▸ **Exercise brief**:
Convert the data below into a Markdown table with two columns, Row and Entry: number each line in order under Row and put the line itself under Entry, leaving out any blank lines.
┏━━
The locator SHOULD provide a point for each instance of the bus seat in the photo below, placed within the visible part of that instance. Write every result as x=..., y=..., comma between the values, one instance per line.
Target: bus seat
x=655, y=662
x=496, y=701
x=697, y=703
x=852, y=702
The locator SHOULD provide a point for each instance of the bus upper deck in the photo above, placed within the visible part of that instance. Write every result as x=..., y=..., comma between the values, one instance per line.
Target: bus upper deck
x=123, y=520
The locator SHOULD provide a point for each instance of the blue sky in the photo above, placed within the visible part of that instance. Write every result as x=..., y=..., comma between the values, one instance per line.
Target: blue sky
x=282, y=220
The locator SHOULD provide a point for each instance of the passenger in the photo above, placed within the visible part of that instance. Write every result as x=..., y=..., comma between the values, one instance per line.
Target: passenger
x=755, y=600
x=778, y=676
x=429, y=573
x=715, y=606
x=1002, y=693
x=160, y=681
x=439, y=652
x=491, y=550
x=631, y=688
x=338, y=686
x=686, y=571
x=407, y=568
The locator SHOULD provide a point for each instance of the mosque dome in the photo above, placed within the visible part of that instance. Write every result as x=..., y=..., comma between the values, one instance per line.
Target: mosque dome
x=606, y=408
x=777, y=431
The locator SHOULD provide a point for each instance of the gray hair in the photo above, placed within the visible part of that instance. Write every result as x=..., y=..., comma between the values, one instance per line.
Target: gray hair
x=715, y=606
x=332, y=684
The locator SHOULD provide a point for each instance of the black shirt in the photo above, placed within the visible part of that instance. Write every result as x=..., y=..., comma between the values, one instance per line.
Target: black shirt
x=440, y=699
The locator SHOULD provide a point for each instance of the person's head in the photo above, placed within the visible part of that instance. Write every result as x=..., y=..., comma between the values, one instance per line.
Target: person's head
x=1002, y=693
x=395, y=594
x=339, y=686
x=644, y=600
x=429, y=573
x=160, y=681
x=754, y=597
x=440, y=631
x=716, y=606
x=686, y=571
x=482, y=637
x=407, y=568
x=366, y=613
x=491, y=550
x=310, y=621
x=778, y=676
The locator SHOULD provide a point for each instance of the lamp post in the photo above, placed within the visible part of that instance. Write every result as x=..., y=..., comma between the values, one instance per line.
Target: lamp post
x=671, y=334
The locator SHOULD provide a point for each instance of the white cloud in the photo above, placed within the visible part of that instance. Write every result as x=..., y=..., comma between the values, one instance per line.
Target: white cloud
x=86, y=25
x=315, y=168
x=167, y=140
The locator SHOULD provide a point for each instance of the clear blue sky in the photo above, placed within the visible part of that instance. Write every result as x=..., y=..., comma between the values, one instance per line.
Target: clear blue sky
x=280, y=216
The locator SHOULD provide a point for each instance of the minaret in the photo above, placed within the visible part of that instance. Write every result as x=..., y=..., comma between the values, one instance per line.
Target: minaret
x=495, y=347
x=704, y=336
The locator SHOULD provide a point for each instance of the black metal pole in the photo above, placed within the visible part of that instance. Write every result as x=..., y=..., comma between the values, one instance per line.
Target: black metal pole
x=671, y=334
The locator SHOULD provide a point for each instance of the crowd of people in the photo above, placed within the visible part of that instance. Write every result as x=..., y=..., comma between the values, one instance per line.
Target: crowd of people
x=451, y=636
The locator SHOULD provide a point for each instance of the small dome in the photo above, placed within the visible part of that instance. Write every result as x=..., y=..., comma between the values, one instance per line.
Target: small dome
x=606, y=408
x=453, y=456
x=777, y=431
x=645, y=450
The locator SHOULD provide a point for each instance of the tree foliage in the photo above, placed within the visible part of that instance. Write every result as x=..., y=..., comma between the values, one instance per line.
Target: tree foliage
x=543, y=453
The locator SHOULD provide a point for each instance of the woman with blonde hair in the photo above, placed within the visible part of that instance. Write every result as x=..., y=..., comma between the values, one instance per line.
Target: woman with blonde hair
┗━━
▸ **Reply to the exercise**:
| Row | Entry |
|---|---|
| 1 | The locator SHOULD provide a point for each instance of the bus seat in the photo below, placed within the visible part of that instance. Write every result as x=..., y=..., comma between the values, one instance per line. |
| 2 | Target: bus seat |
| 3 | x=655, y=662 |
| 4 | x=496, y=701 |
| 5 | x=697, y=703 |
| 6 | x=852, y=702 |
| 7 | The locator SHOULD provide a point for each instance of the bus upper deck in the photo above, placed within the visible part of that instance. Write every result as x=..., y=..., comma between the values, one instance per line. |
| 8 | Target: bus upper deck |
| 9 | x=123, y=520 |
| 10 | The locator SHOULD provide a point for each instance of the blue sky in the photo above, placed within the visible part of that instance. Write every result as x=..., y=..., comma between the values, one instance per line. |
| 11 | Target: blue sky |
| 12 | x=282, y=220 |
| 13 | The locator SHOULD provide a point for each instance of the passenger in the photo above, placed within the visible part of that instance. Write every result as x=..., y=..., comma between the values, one instance per line. |
| 14 | Target: passenger |
| 15 | x=755, y=600 |
| 16 | x=778, y=676 |
| 17 | x=429, y=573 |
| 18 | x=715, y=606 |
| 19 | x=1002, y=693 |
| 20 | x=160, y=681 |
| 21 | x=439, y=652 |
| 22 | x=491, y=550 |
| 23 | x=631, y=688 |
| 24 | x=338, y=686 |
| 25 | x=686, y=571 |
| 26 | x=407, y=568 |
| 27 | The locator SHOULD provide a point for each instance of the mosque dome in the photo above, placed within the visible part of that instance. Write every result as x=..., y=..., comma between the values, one instance per line. |
| 28 | Target: mosque dome |
| 29 | x=606, y=408 |
| 30 | x=777, y=431 |
| 31 | The locator SHOULD provide a point for each instance of the gray hair in the photo above, placed within the visible part of that instance. Write every result as x=..., y=..., comma between the values, one instance per line. |
| 32 | Target: gray hair |
| 33 | x=715, y=606 |
| 34 | x=332, y=684 |
| 35 | The locator SHOULD provide a point for each instance of the black shirt in the photo above, placed within the visible part of that instance. Write every result as x=..., y=..., comma between the values, one instance per line. |
| 36 | Target: black shirt |
| 37 | x=440, y=699 |
| 38 | The locator SHOULD provide a point for each instance of the person's head in the photo above, placed within the visible part of that instance. Write every result as x=..., y=..., comma between the values, one instance per line. |
| 39 | Target: person's head |
| 40 | x=1002, y=693 |
| 41 | x=395, y=594 |
| 42 | x=339, y=686 |
| 43 | x=644, y=600 |
| 44 | x=429, y=573 |
| 45 | x=160, y=681 |
| 46 | x=754, y=597 |
| 47 | x=440, y=631 |
| 48 | x=716, y=606 |
| 49 | x=686, y=571 |
| 50 | x=482, y=637 |
| 51 | x=407, y=568 |
| 52 | x=366, y=613 |
| 53 | x=491, y=550 |
| 54 | x=310, y=621 |
| 55 | x=778, y=676 |
| 56 | The locator SHOULD provide a point for each instance of the lamp post in the photo above, placed within the visible part of that instance. Write every result as x=..., y=..., comma between the values, one instance per line. |
| 57 | Target: lamp post |
| 58 | x=671, y=334 |
| 59 | The locator SHOULD provide a point for each instance of the white cloud in the photo above, placed within the visible part of that instance. Write every result as x=..., y=..., comma between the values, one instance per line. |
| 60 | Target: white cloud |
| 61 | x=86, y=25 |
| 62 | x=315, y=168 |
| 63 | x=167, y=140 |
| 64 | The locator SHOULD provide a point for each instance of the clear blue sky in the photo above, placed within the visible part of that instance. Write every result as x=..., y=..., comma between the values, one instance per line. |
| 65 | Target: clear blue sky |
| 66 | x=280, y=216 |
| 67 | The locator SHOULD provide a point for each instance of the minaret in the photo above, placed within the visible part of that instance. Write every result as x=..., y=..., comma between the values, one instance per line. |
| 68 | Target: minaret |
| 69 | x=495, y=347 |
| 70 | x=704, y=336 |
| 71 | The locator SHOULD provide a point for each instance of the black metal pole in the photo above, placed within the visible part of that instance. Write every result as x=..., y=..., comma between the values, one instance per line. |
| 72 | Target: black metal pole |
| 73 | x=671, y=334 |
| 74 | The locator SHOULD provide a point for each instance of the crowd of people in the photo above, placed within the visible part of that instance. Write every result as x=..., y=..., comma between the values, one instance per line. |
| 75 | Target: crowd of people |
| 76 | x=451, y=636 |
| 77 | The locator SHOULD provide a point for each instance of the small dome in the photo above, placed within the visible part of that instance. Write every result as x=..., y=..., comma between the values, one instance per line. |
| 78 | Target: small dome |
| 79 | x=606, y=408 |
| 80 | x=453, y=456 |
| 81 | x=777, y=431 |
| 82 | x=645, y=450 |
| 83 | The locator SHOULD provide a point for each instance of the tree foliage in the photo above, placed within the visible part of that instance. Write every result as x=..., y=..., comma between the values, one instance per line. |
| 84 | Target: tree foliage |
| 85 | x=543, y=453 |
| 86 | The locator SHOULD provide a point for each instance of the woman with blonde hair in the photo above, placed within the visible part of that instance. Write every result as x=..., y=..., comma between the values, one instance per line. |
| 87 | Target: woman with blonde hair |